▶ [TEXTAUSZUG]:
--------------------------------
Auf dem World Beer Cup 2010 Anfang April in Chicago kommen sie alle zusammen: die kreativen Brauer der neuen Weltbierkultur. Männer und Frauen, die stets auf der Suche sind nach neuen Zutaten und Brauverfahren, die sich inspirieren lassen von traditionellen Methoden anderer Länder und Regionen sowie von den innovativen Produkten ihrer Kollegen. Dabei zeichnen sich einige Trends ab, die auch zaghaft beginnen, sich in Deutschland zu zeigen. Bierjournalistin und Bier-Sommelière Sylvia Kopp gibt einige Beispiele:

Hopfenstark - India Pale Ale

Saphir Bock, ein Doppelbock der Brauerei Schönram
Saphir Bock, ein Doppelbock der Brauerei Schönram
© Brauerei Schönram

Kaum ein internationaler Bierpilger, der dem India Pale Ale, kurz IPA genannt, nicht huldigt. Es ist enorm bitter und zugleich enorm aromatisch. Hat man den Anfangsschock der Bitterkeit überwunden, fühlt man sich ganz betört von den blumig-fruchtigen Noten, die diese goldene bis orangefarbene obergärige Sorte laut aber harmonisch zu spielen vermag. IPA hat Kultstatus. In den USA gibt es kaum eine Brauerei, die diesen Bierstil nicht im Standardprogramm führt. Auch in der alten Welt taucht es mittlerweile hier und da im Sortiment der Brauereien auf.
--------------------------------
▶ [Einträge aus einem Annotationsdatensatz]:

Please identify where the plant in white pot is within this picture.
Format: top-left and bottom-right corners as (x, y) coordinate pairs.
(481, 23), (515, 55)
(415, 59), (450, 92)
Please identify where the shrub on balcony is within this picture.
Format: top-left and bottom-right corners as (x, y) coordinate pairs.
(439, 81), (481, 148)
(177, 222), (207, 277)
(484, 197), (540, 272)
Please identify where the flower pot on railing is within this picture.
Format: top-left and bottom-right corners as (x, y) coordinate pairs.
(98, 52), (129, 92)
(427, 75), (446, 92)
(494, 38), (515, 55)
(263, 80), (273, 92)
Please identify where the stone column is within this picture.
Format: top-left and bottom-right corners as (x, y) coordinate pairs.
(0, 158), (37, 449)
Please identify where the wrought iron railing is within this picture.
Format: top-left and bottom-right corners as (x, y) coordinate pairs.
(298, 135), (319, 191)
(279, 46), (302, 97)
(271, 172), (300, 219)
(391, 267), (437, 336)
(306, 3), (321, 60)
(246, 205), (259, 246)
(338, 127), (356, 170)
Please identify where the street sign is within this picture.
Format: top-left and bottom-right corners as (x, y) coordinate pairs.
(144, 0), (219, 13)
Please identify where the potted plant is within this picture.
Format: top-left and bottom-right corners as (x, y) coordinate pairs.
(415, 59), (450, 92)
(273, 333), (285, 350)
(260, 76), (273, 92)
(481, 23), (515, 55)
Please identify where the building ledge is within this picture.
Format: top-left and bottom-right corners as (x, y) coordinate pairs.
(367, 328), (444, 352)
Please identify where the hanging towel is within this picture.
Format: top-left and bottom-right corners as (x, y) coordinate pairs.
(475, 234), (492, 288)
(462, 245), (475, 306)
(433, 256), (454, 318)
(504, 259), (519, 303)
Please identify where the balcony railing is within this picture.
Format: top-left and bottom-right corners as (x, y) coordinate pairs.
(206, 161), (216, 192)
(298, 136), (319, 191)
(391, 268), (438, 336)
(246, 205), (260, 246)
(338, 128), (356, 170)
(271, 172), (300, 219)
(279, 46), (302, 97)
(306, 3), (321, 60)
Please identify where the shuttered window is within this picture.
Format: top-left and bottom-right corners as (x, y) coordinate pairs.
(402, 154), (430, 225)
--------------------------------
▶ [AUFGABEN]:
[1] Ersetze im Textauszug im Abschnitt zwischen "Kaum ein internationaler" und "der Brauereien auf.", beide eingeschlossen, "Kultstatus" durch "Kultcharakter". Gib diesen Abschnitt dann vollständig wieder.
[2] Wandle die Einträge ab der Zeile mit "Please identify where the shuttered" bis zum Ende der Einträge, beide Enden eingeschlossen, in eine CSV mit den zwei Spalten "Eintrag" und "Lösung" um. Lege für jeden Eintrag eine Zeile an und setze seinen Text und seine Lösung jeweils in ein Feld in Anführungszeichen, wobei Zeilenumbrüche durch Leerzeichen ersetzt werden.

▶ [LÖSUNGEN]:
[1]
Kaum ein internationaler Bierpilger, der dem India Pale Ale, kurz IPA genannt, nicht huldigt. Es ist enorm bitter und zugleich enorm aromatisch. Hat man den Anfangsschock der Bitterkeit überwunden, fühlt man sich ganz betört von den blumig-fruchtigen Noten, die diese goldene bis orangefarbene obergärige Sorte laut aber harmonisch zu spielen vermag. IPA hat Kultcharakter. In den USA gibt es kaum eine Brauerei, die diesen Bierstil nicht im Standardprogramm führt. Auch in der alten Welt taucht es mittlerweile hier und da im Sortiment der Brauereien auf.

[2]
Eintrag,Lösung
"Please identify where the shuttered window is within this picture. Format: top-left and bottom-right corners as (x, y) coordinate pairs.","(402, 154), (430, 225)"